**Excerpts from point annotation data**.
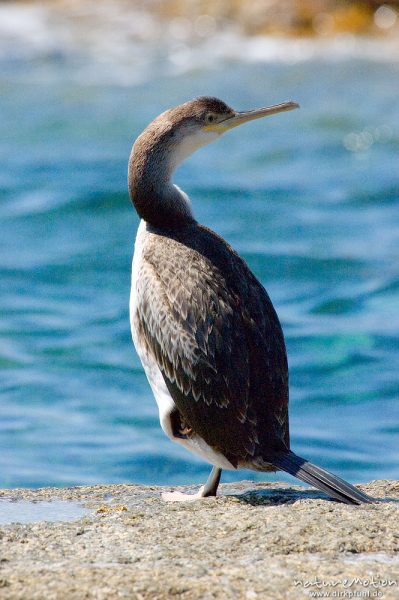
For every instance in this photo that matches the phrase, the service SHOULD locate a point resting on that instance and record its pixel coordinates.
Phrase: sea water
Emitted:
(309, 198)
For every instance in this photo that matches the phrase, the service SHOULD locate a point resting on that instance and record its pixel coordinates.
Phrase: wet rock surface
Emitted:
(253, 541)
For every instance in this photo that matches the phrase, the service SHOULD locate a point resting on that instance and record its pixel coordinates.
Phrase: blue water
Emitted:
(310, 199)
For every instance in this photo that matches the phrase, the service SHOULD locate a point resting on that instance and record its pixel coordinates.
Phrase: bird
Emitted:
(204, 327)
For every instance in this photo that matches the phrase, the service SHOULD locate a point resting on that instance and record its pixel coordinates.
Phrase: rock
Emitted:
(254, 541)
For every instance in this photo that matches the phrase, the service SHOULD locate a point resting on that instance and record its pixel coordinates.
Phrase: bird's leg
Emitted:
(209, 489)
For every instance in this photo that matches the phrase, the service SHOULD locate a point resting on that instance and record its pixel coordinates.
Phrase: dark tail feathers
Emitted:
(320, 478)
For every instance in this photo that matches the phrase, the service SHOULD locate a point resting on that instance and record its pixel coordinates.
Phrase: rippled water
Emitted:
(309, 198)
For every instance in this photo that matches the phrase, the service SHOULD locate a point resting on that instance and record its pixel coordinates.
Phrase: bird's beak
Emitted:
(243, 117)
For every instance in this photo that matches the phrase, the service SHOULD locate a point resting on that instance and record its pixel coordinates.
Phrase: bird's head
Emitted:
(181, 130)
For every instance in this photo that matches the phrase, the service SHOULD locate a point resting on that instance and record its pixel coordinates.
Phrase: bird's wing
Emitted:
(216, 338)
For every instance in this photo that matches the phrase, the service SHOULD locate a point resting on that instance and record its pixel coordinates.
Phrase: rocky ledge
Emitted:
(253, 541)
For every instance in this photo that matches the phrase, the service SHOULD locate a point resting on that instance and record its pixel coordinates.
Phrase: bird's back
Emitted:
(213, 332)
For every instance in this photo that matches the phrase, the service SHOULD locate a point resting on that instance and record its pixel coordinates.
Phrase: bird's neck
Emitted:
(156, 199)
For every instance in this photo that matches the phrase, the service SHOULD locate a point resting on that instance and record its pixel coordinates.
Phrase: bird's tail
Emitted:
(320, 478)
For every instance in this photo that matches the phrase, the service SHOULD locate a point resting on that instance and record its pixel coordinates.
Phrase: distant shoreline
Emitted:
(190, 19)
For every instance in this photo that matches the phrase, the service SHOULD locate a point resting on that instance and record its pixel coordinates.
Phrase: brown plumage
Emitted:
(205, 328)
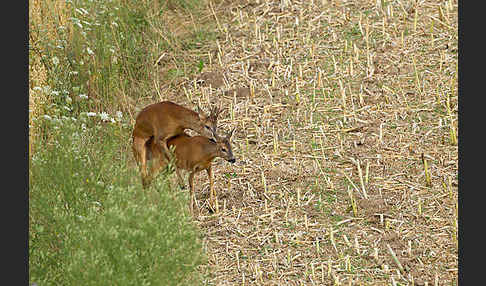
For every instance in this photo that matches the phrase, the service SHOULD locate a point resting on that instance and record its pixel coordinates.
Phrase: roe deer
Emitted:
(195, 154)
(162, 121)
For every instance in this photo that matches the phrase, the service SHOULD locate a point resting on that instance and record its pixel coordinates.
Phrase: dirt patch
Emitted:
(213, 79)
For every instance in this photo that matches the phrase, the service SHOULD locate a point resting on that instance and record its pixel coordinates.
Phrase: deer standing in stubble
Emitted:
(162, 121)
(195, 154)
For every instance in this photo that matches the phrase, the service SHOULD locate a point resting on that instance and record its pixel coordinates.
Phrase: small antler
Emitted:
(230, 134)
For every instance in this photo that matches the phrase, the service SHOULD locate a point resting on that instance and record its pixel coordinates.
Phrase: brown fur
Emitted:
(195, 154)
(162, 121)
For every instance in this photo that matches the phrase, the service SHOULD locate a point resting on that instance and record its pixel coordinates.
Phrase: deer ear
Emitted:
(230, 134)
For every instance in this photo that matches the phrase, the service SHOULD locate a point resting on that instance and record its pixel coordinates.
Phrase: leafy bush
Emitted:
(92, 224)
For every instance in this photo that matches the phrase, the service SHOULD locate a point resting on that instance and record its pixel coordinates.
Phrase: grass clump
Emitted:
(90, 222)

**WHAT YOU HAVE TO DO**. Please count the lines in the items above that contain the string "water", with uppercase and lowercase treated as different. Give only the number.

**FINISHED EXERCISE**. 3